_Trecho_
•••

É muito comum quando gostamos da música de um determinado compositor, e que, ao escutá-la, ela crie em nosso imaginário pensamentos distintos e agradáveis ao mesmo tempo, que, em nós desperta uma curiosidade enorme de descobrir de onde veio tanta inspiração.
Foi nesse contexto que garimpamos na discografia do compositor Fernando Pellon mais uma história do seu processo criativo que também merece ser contada. A música da vez é “Elzira, a morta virgem”, composta em parceria com o cantor e violonista Paulinho Lêmos.
A composição é um samba gravado pela cantora Rose Maia, no álbum Moribundas vontades, que Fernando Pellon lançou em outubro de 2016. A letra nasceu depois da gravação do álbum Aço frio de um punhal (2010), inspirada em um livro que narra a história de uma jovem, que, frustrada por não poder se casar com o homem que amava, escolheu a morte e deu fim à própria vida.
– “Elzira, a morta virgem” é o título de um romance de grande sucesso escrito por Pedro Ribeiro Vianna, no final do século XIX, que conta a história de uma menina rica do bairro de Botafogo, no Rio de Janeiro, que escolheu a morte por não poder se casar com o homem que verdadeiramente amava, contrariando assim a vontade de seus pais -, contou Fernando Pellon.
De acordo com a história narrada no livro, “Elzira contraiu tuberculose e fingia tomar os remédios, para, às escondidas, encher lenços e lenços com sangue”, o que, na opinião de Fernando Pellon, com esse gesto, ela acabou “colocando em xeque, a seu modo, as regras sociais vigentes”.
Conflito
O livro de Pedro Vianna foi citado pela professora da Universidade Federal de São Paulo (Unifesp) Alessandra El Far, pesquisadora do campo literário, que afirmou que a narrativa dramatizava o conflito que muitas famílias passavam com o declínio do paternalismo, em que os filhos queriam fazer suas escolhas.
Na opinião de Fernando Pellon, “o romance trata de um fato surpreendente que extrapolava a ordem cotidiana, instaurando, na opinião da citada professora, mesmo que momentaneamente, o caos e a completa desordem”.
O compositor lembrou que o livro é mencionado na canção “Mamãe Coragem”, de Caetano Veloso e Torquato Neto, no disco Tropicália, cuja letra narra que o filho deixa a mãe para buscar uma nova vida em outra cidade e recomenda a leitura do romance “Elzira, a morta virgem”. Mas, fez questão de destacar, que, na resenha que a professora Alessandra El Far fez do romance ela destacou que “agora os filhos não precisam mais chamar a morte para reivindicar suas escolhas”.

•••

Escreva a continuação do texto sobre a canção “Elzira, a morta virgem”, começando logo após a última frase dele.

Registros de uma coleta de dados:
•••

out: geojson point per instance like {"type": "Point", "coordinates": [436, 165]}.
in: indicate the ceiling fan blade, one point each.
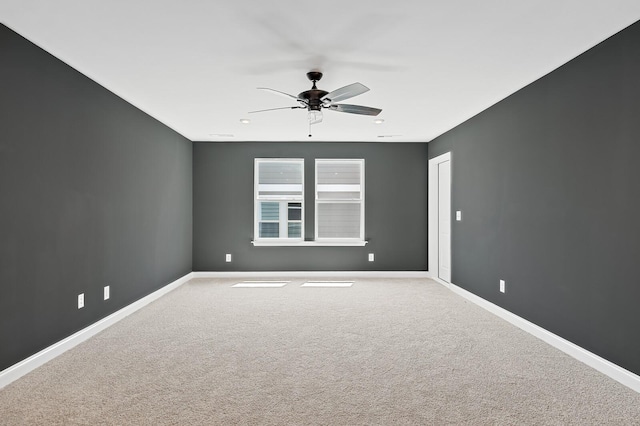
{"type": "Point", "coordinates": [273, 109]}
{"type": "Point", "coordinates": [345, 92]}
{"type": "Point", "coordinates": [355, 109]}
{"type": "Point", "coordinates": [279, 92]}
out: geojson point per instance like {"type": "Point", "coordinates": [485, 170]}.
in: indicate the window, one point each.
{"type": "Point", "coordinates": [339, 200]}
{"type": "Point", "coordinates": [279, 200]}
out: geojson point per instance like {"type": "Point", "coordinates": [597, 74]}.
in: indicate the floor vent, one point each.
{"type": "Point", "coordinates": [328, 284]}
{"type": "Point", "coordinates": [261, 284]}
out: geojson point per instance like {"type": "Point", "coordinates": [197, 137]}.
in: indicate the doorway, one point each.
{"type": "Point", "coordinates": [440, 218]}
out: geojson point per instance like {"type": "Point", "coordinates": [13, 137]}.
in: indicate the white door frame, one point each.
{"type": "Point", "coordinates": [433, 215]}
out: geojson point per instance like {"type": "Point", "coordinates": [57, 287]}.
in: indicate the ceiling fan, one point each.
{"type": "Point", "coordinates": [314, 99]}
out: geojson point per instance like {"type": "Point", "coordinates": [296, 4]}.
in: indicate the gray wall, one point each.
{"type": "Point", "coordinates": [549, 184]}
{"type": "Point", "coordinates": [395, 207]}
{"type": "Point", "coordinates": [93, 192]}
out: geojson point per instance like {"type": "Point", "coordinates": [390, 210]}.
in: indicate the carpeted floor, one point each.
{"type": "Point", "coordinates": [382, 352]}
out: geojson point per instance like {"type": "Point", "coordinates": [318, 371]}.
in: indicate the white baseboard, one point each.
{"type": "Point", "coordinates": [608, 368]}
{"type": "Point", "coordinates": [313, 274]}
{"type": "Point", "coordinates": [25, 366]}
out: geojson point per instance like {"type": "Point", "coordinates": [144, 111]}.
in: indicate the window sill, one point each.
{"type": "Point", "coordinates": [309, 243]}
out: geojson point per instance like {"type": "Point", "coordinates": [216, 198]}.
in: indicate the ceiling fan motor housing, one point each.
{"type": "Point", "coordinates": [313, 98]}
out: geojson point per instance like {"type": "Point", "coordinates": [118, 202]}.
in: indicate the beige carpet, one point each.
{"type": "Point", "coordinates": [382, 352]}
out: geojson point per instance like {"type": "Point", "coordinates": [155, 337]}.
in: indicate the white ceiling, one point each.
{"type": "Point", "coordinates": [195, 64]}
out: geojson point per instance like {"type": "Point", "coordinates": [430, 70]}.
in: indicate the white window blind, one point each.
{"type": "Point", "coordinates": [279, 199]}
{"type": "Point", "coordinates": [339, 199]}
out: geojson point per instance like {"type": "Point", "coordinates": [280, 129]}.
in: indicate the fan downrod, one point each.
{"type": "Point", "coordinates": [314, 76]}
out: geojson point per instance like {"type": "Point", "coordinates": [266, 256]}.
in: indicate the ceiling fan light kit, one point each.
{"type": "Point", "coordinates": [314, 99]}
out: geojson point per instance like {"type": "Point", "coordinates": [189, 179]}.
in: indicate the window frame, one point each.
{"type": "Point", "coordinates": [361, 201]}
{"type": "Point", "coordinates": [283, 209]}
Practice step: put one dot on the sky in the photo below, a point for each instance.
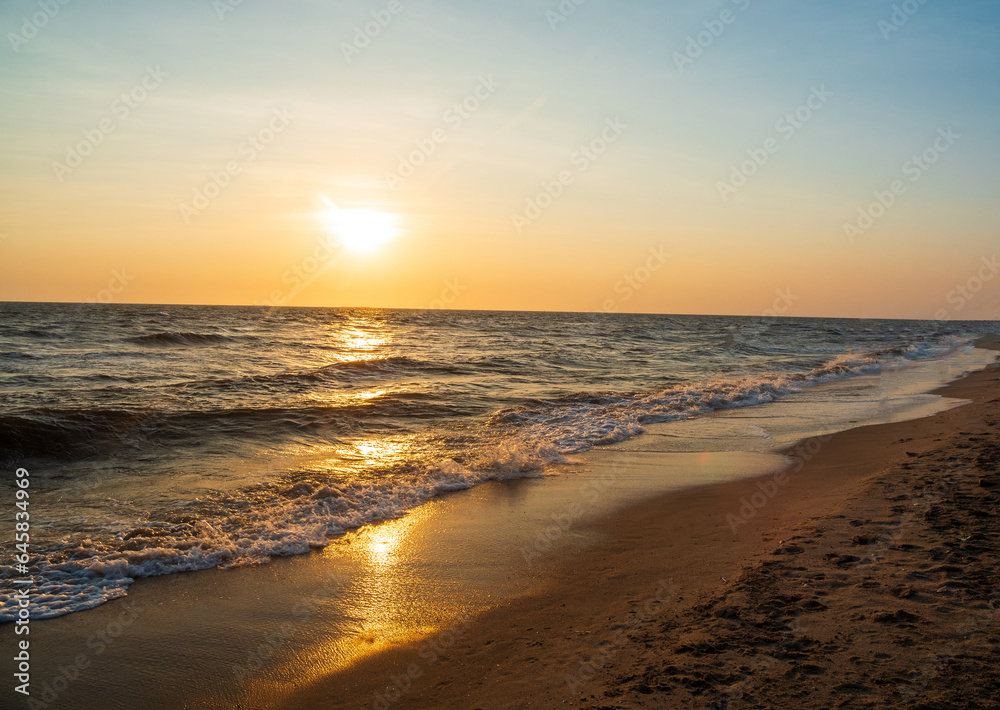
(737, 157)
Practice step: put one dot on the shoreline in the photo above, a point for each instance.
(636, 621)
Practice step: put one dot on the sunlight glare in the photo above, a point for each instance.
(360, 230)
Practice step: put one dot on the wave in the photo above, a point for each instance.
(251, 528)
(580, 422)
(184, 338)
(69, 434)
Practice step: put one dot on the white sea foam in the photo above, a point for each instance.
(255, 526)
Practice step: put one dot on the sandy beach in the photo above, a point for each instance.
(868, 579)
(857, 569)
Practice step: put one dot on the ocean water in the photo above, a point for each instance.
(163, 439)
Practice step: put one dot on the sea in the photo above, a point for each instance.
(167, 439)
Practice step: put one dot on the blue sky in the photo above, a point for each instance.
(656, 184)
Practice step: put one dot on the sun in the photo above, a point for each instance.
(361, 230)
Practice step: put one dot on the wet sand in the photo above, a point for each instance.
(868, 579)
(838, 578)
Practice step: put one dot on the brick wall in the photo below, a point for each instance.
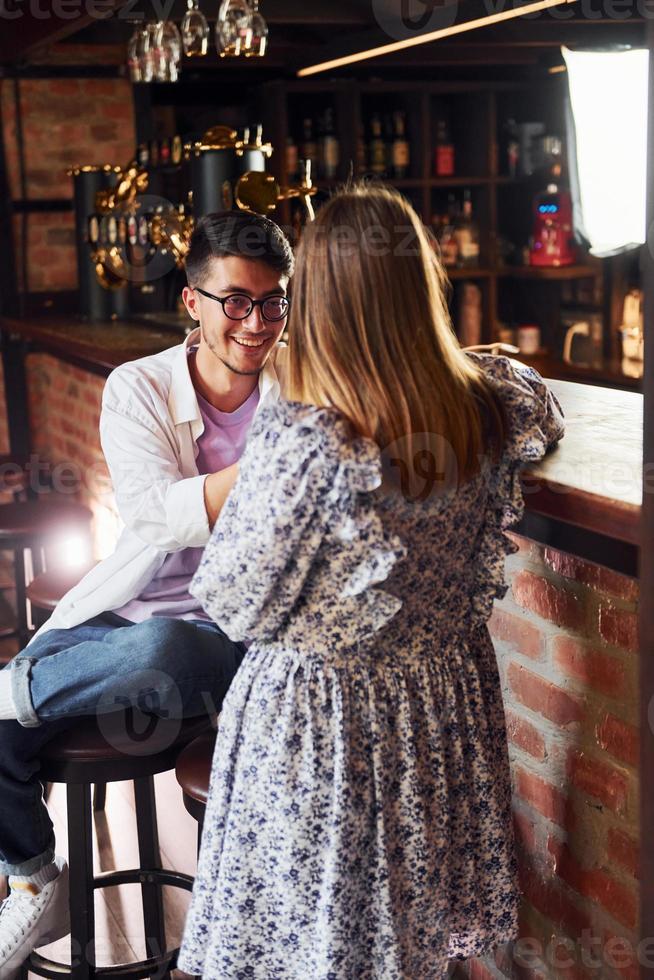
(65, 122)
(566, 640)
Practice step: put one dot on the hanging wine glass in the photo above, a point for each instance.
(167, 51)
(259, 43)
(195, 31)
(139, 54)
(233, 28)
(134, 55)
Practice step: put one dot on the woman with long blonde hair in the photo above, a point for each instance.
(358, 825)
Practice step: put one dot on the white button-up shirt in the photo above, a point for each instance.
(149, 427)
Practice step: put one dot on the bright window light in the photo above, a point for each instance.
(608, 94)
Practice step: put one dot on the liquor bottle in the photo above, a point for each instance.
(362, 154)
(377, 151)
(466, 233)
(447, 237)
(143, 155)
(389, 137)
(330, 148)
(444, 153)
(292, 158)
(309, 145)
(176, 150)
(401, 149)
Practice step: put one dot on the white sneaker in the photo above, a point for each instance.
(28, 921)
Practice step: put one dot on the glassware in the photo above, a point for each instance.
(167, 51)
(134, 54)
(259, 44)
(233, 28)
(195, 31)
(139, 54)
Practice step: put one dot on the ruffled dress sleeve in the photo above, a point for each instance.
(535, 424)
(298, 491)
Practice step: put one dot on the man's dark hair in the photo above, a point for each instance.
(237, 233)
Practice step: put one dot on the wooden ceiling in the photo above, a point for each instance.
(306, 31)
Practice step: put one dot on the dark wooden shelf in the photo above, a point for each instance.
(458, 181)
(548, 272)
(610, 374)
(467, 272)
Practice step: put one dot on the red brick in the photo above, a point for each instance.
(619, 627)
(594, 883)
(597, 779)
(543, 797)
(478, 971)
(589, 573)
(544, 697)
(537, 594)
(520, 634)
(621, 955)
(524, 831)
(619, 738)
(591, 667)
(548, 898)
(623, 851)
(525, 735)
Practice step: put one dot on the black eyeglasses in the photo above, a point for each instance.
(238, 306)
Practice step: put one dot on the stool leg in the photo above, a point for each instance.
(99, 796)
(21, 598)
(82, 912)
(150, 857)
(200, 826)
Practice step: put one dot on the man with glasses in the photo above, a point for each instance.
(173, 426)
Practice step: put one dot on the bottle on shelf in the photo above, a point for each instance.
(401, 156)
(447, 236)
(143, 155)
(362, 151)
(329, 150)
(510, 148)
(389, 136)
(309, 145)
(292, 159)
(444, 152)
(377, 149)
(466, 232)
(176, 150)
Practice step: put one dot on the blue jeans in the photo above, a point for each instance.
(169, 667)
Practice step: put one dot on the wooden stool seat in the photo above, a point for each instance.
(193, 771)
(14, 473)
(123, 745)
(114, 740)
(33, 520)
(36, 526)
(46, 590)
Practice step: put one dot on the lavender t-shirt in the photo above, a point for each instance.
(220, 445)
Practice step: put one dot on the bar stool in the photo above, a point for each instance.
(193, 771)
(107, 749)
(15, 474)
(34, 527)
(43, 594)
(48, 588)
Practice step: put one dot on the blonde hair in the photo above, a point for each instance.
(370, 334)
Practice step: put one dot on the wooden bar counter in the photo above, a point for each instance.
(565, 633)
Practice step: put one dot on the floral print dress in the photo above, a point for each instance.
(358, 825)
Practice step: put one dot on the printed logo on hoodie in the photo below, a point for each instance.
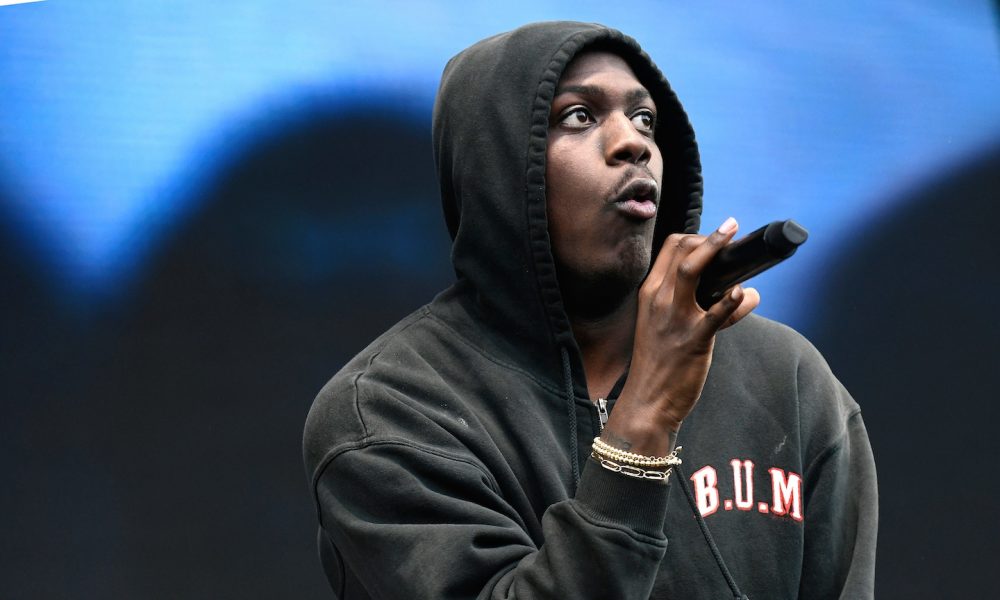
(784, 498)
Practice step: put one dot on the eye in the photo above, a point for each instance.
(644, 121)
(576, 117)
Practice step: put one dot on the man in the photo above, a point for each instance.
(455, 456)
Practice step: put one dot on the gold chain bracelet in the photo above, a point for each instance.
(631, 471)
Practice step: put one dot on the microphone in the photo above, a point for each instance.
(749, 256)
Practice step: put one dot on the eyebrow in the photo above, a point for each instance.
(632, 96)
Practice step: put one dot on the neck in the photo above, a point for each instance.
(606, 345)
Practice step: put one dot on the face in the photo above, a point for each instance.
(603, 175)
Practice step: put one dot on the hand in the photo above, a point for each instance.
(674, 339)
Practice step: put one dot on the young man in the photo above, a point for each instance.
(455, 457)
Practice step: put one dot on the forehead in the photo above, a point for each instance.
(598, 65)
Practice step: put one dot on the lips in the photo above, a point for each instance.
(638, 199)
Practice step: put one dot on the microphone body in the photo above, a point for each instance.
(749, 256)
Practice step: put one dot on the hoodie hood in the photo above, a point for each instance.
(490, 129)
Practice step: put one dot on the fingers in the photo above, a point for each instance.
(736, 304)
(682, 258)
(690, 269)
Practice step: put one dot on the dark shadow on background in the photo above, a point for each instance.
(58, 500)
(307, 246)
(911, 327)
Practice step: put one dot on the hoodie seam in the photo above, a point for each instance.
(372, 443)
(493, 359)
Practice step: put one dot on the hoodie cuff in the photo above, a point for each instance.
(625, 501)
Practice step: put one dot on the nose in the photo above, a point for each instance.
(625, 143)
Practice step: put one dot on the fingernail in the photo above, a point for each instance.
(728, 226)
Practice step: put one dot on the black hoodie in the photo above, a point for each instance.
(449, 458)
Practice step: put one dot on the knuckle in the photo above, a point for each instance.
(688, 271)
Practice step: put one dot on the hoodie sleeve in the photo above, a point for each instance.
(415, 523)
(841, 520)
(841, 494)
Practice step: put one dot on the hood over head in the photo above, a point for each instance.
(490, 129)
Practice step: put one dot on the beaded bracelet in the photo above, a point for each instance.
(603, 450)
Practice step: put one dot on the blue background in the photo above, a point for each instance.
(205, 208)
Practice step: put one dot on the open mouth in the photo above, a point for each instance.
(638, 199)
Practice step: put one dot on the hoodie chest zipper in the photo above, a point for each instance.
(602, 411)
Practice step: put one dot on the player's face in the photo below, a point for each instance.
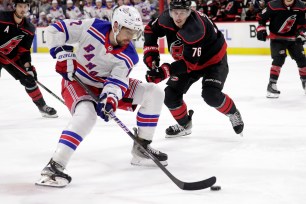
(179, 16)
(288, 2)
(22, 9)
(125, 36)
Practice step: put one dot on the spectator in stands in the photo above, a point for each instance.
(56, 11)
(144, 8)
(98, 10)
(89, 9)
(72, 11)
(193, 5)
(44, 6)
(42, 21)
(107, 11)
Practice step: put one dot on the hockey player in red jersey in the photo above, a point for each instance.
(16, 38)
(199, 50)
(287, 32)
(103, 61)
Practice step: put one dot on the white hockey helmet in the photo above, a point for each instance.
(129, 17)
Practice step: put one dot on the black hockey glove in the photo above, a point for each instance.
(158, 74)
(300, 38)
(151, 56)
(32, 71)
(261, 33)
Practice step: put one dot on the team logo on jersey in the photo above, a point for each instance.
(7, 29)
(176, 49)
(287, 25)
(174, 78)
(10, 45)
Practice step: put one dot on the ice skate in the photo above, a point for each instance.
(141, 158)
(237, 122)
(178, 130)
(272, 91)
(53, 175)
(47, 112)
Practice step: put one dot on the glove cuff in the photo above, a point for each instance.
(261, 28)
(147, 49)
(55, 50)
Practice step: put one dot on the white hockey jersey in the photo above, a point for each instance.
(99, 64)
(57, 13)
(74, 13)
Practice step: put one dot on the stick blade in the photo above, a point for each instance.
(200, 184)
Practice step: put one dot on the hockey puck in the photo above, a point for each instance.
(215, 188)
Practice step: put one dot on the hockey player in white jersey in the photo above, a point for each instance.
(103, 61)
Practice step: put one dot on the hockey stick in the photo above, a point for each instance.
(25, 73)
(198, 185)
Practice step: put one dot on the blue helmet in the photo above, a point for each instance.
(180, 4)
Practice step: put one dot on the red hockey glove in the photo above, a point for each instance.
(66, 64)
(300, 38)
(108, 103)
(261, 33)
(31, 71)
(158, 74)
(151, 56)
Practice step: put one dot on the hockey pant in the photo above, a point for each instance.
(82, 107)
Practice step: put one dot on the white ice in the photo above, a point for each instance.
(266, 166)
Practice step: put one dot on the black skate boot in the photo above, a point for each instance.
(47, 111)
(272, 91)
(178, 130)
(237, 122)
(53, 175)
(141, 158)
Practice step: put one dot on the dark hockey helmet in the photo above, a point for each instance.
(180, 4)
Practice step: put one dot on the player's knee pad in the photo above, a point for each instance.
(301, 62)
(173, 98)
(28, 82)
(212, 96)
(83, 119)
(279, 60)
(153, 98)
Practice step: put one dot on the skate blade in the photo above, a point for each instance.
(45, 115)
(185, 133)
(272, 95)
(139, 161)
(47, 181)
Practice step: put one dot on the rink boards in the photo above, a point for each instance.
(240, 37)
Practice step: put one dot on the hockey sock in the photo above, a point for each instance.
(227, 106)
(274, 73)
(180, 114)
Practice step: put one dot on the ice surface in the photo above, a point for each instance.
(266, 166)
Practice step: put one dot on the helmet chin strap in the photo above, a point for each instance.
(16, 14)
(116, 33)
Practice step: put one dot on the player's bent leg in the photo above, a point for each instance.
(224, 104)
(78, 128)
(150, 98)
(178, 109)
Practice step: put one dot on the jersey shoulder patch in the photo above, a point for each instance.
(193, 30)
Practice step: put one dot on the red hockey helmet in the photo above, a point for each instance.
(21, 1)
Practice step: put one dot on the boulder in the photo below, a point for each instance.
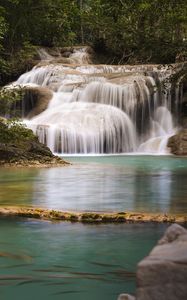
(162, 275)
(35, 100)
(178, 143)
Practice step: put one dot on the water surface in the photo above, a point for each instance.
(101, 183)
(43, 260)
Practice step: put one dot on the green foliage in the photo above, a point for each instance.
(15, 132)
(124, 30)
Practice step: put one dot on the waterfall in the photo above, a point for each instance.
(102, 108)
(79, 127)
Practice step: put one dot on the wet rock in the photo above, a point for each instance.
(162, 275)
(178, 143)
(35, 101)
(126, 297)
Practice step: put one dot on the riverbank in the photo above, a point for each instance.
(19, 147)
(91, 217)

•••

_Resposta da tarefa_
Inspiração
“A história de dois jovens que sentiram dentro d’alma o incêndio de uma paixão violenta, que os levou quase à loucura. Quantas Elziras não existem nessa vida?”. Foi esse trecho registrado no prefácio do livro que chamou a atenção de Fernando Pellon no romance e o levou a escrever letra da sua composição.
– Eis, então, uma questão fundamental, qual seja, em quantas Elziras mundo afora falta a coragem para arcar com as consequências de uma ação imponderada que atropelava o curso esperado da vida? É sobre essas outras Elziras que eu falo na letra de minha autoria -, explicou o compositor.
Sua vida era regrada
Repetição de momentos
Nada brusco ou irregular
A mesma sucessão de eventos
Como se fossem batimentos…
– A Elzira de minha letra segue, estritamente, as regras e normas da sociedade vigente, sobretudo por acreditar nelas, preenchendo sua vida com experiências mornas e cotidianas, restritas ao ambiente doméstico, como pode ser constatado nos meus versos. Por princípio, ela rejeita dramas emocionantes e conflituosos, repletos de emoções violentas e acontecimentos imprevisíveis -, afirmou.
Talvez as perturbações
De ordem moral ou estética
Pudessem lhe alterar o ritmo
Ou mesmo levar à morte
Numa emergência médica
Diálogo
Fernando Pellon disse que gosta muito do samba “Elzira, a morta virgem”, porque ele lhe deu mais uma oportunidade de “dialogar, de certo modo, com o álbum manifesto Tropicália”.
O compositor elogiou a interpretação da cantora Rose Maia e falou também da melodia, que tem a assinatura de Paulinho Lêmos, seu parceiro de longa data.
– Como sempre, o Paulinho Lêmos acertou em cheio na escolha do samba como solução melódica para a letra. Nada surpreendente, pois ele sempre acerta.